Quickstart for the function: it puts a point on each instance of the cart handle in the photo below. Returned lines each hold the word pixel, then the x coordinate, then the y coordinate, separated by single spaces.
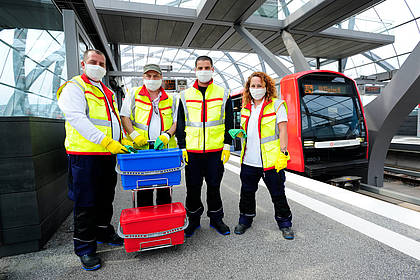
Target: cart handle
pixel 153 234
pixel 150 172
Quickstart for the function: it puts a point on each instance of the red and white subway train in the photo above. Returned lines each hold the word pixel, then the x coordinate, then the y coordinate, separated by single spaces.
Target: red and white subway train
pixel 327 131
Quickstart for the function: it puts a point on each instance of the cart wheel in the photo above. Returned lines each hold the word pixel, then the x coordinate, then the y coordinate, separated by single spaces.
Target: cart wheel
pixel 356 186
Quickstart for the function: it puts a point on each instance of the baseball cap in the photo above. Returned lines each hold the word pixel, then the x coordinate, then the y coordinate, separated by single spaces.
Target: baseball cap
pixel 153 67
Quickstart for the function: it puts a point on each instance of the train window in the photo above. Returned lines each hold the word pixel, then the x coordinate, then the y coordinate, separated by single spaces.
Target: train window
pixel 330 109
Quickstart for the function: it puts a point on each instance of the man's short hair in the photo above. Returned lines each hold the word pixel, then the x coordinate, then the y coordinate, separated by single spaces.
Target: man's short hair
pixel 86 53
pixel 203 58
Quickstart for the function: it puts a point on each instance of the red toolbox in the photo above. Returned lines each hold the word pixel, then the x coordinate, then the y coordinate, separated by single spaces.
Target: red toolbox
pixel 152 227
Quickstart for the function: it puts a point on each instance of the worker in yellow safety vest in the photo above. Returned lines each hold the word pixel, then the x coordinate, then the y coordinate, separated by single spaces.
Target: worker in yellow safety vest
pixel 205 115
pixel 93 135
pixel 149 118
pixel 264 151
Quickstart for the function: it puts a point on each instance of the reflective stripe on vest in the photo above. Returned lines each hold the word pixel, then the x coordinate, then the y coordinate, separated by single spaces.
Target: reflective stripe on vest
pixel 268 131
pixel 97 112
pixel 204 134
pixel 142 114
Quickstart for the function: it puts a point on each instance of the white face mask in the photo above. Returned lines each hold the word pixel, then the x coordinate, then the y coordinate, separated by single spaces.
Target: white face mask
pixel 257 93
pixel 94 72
pixel 152 84
pixel 204 76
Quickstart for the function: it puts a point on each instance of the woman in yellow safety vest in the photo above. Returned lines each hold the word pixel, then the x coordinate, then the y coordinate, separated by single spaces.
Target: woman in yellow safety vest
pixel 264 151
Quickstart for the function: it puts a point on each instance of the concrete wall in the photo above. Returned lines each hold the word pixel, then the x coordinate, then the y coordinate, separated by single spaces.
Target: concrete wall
pixel 33 182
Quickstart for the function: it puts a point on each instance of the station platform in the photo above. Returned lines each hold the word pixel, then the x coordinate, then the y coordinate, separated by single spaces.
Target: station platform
pixel 339 235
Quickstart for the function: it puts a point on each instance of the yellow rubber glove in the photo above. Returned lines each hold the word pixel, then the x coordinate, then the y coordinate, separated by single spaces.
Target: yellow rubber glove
pixel 138 139
pixel 225 153
pixel 162 141
pixel 126 142
pixel 113 146
pixel 281 162
pixel 185 156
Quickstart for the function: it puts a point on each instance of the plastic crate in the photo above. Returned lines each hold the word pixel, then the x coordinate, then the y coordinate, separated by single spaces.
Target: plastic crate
pixel 150 160
pixel 151 227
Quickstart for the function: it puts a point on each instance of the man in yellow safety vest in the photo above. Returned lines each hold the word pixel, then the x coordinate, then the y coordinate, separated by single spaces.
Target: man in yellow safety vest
pixel 149 114
pixel 205 115
pixel 93 135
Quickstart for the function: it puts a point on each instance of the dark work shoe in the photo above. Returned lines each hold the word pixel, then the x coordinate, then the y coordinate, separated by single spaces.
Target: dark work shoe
pixel 192 226
pixel 240 229
pixel 220 226
pixel 90 262
pixel 288 233
pixel 113 240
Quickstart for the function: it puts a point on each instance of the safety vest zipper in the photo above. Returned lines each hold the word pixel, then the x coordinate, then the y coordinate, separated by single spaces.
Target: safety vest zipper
pixel 110 112
pixel 203 108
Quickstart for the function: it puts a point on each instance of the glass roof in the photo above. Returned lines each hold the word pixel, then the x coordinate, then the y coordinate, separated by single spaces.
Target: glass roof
pixel 399 18
pixel 192 4
pixel 394 17
pixel 279 9
pixel 231 68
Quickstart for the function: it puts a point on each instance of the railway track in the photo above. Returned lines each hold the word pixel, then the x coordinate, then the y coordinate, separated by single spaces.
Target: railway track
pixel 408 176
· · · ·
Write out the lines of the records as a numbered list, skipping any blank lines. Start with the line that contains "the red and" and go on through the line that contains "pixel 330 109", including both of those lines.

1. Quickstart for the function: it puts a point on each instance of the red and white subway train in the photo above. Returned lines each hold the word pixel, then the x coordinate, then the y coordinate, separated by single spaces.
2. Target: red and white subway train
3. pixel 327 131
4. Quickstart for the function: it puts a point on each instance of the cart wheel in the photo above. Returned lines each hold the word pixel, then the x coordinate, then the y coordinate, separated by single spaces.
5. Target: cart wheel
6. pixel 356 186
7. Quickstart for the function: it puts a point on each instance of the baseball cap in the photo above. Returned lines each hold the word pixel, then the x coordinate, then the y coordinate, separated by single spaces.
8. Target: baseball cap
9. pixel 153 67
10. Quickstart for the function: it puts a point on each instance of the train window in the photo above. Returned lines each hold the word pixel, then the x coordinate, then the y coordinate, separated by single spaces.
11. Target: train window
12. pixel 330 109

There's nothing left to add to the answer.